>>>

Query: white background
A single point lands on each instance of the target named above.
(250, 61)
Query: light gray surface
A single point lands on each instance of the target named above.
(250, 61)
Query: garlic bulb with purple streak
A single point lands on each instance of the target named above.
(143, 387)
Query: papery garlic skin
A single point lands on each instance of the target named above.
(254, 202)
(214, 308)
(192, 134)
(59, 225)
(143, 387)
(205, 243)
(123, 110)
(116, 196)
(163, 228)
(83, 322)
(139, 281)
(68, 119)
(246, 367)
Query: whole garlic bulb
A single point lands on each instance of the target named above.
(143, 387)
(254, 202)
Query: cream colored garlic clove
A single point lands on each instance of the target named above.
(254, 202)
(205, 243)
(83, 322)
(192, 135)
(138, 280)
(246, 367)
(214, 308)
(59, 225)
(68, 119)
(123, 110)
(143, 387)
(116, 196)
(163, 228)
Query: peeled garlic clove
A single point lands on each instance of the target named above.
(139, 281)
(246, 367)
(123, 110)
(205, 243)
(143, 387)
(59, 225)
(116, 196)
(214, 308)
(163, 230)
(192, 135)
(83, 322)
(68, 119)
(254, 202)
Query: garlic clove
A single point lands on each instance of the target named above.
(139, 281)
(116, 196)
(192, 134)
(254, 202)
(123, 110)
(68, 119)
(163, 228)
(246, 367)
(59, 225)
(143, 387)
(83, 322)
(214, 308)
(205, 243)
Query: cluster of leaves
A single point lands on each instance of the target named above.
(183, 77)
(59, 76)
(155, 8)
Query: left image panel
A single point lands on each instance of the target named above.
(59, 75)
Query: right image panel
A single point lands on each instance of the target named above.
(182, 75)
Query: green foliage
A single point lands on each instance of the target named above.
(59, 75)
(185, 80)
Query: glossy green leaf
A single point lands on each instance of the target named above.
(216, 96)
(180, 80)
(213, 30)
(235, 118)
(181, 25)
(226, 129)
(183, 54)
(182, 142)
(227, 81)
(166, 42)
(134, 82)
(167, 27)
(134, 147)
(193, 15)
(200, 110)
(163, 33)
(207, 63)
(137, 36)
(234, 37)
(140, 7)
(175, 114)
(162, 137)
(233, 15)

<<<

## [Exercise brief]
Please render every line of the entries above as a numbered list, leaving out blank lines.

## [Final result]
1. Query: white background
2. A single point lands on each instance of the target named above.
3. (250, 61)
4. Query: light gray surface
5. A single point lands on each instance of the target named above.
6. (250, 61)
7. Query: garlic bulb with purple streak
8. A single point lands on each instance of the target named above.
9. (143, 387)
10. Query: papery garlic skin
11. A single point lands on each instance of the target named above.
12. (254, 202)
13. (214, 308)
14. (192, 134)
15. (59, 225)
16. (143, 387)
17. (205, 243)
18. (123, 110)
19. (116, 196)
20. (163, 228)
21. (83, 322)
22. (139, 281)
23. (68, 119)
24. (246, 367)
25. Query: whole garlic bulb
26. A single point lands on each instance of the target named above.
27. (143, 387)
28. (254, 202)
29. Query: cream colored garlic clove
30. A single point lands on each instance of the target named above.
31. (254, 202)
32. (205, 243)
33. (83, 322)
34. (192, 135)
35. (138, 280)
36. (246, 367)
37. (214, 308)
38. (59, 225)
39. (68, 119)
40. (123, 110)
41. (143, 387)
42. (116, 196)
43. (163, 228)
44. Query: peeled garlic clove
45. A single point lands on each instance of the target named above.
46. (139, 281)
47. (246, 367)
48. (123, 110)
49. (205, 243)
50. (143, 387)
51. (59, 225)
52. (116, 196)
53. (214, 308)
54. (163, 230)
55. (192, 135)
56. (83, 322)
57. (68, 119)
58. (254, 202)
59. Query: garlic clove
60. A single point lands on each instance of the target named above.
61. (139, 281)
62. (116, 196)
63. (192, 134)
64. (254, 202)
65. (123, 110)
66. (68, 119)
67. (163, 228)
68. (246, 367)
69. (59, 225)
70. (143, 387)
71. (83, 322)
72. (214, 308)
73. (205, 243)
74. Query: cluster of leaves
75. A single point lands on each instance of the target named above.
76. (183, 77)
77. (59, 76)
78. (155, 8)
79. Query: left image panel
80. A single point lands on each instance of the target named above.
81. (59, 75)
82. Query: right image panel
83. A single point lands on each instance of the target named above.
84. (182, 75)
85. Query: green foliage
86. A single point lands on each instance of the target named above.
87. (59, 75)
88. (185, 80)
89. Query: glossy green leaf
90. A single point lands on each instance of the target named above.
91. (216, 96)
92. (180, 80)
93. (213, 30)
94. (235, 118)
95. (181, 25)
96. (226, 129)
97. (183, 54)
98. (182, 142)
99. (227, 81)
100. (166, 42)
101. (134, 82)
102. (167, 27)
103. (134, 147)
104. (193, 15)
105. (200, 110)
106. (163, 33)
107. (207, 63)
108. (137, 36)
109. (234, 37)
110. (140, 7)
111. (175, 114)
112. (162, 137)
113. (233, 15)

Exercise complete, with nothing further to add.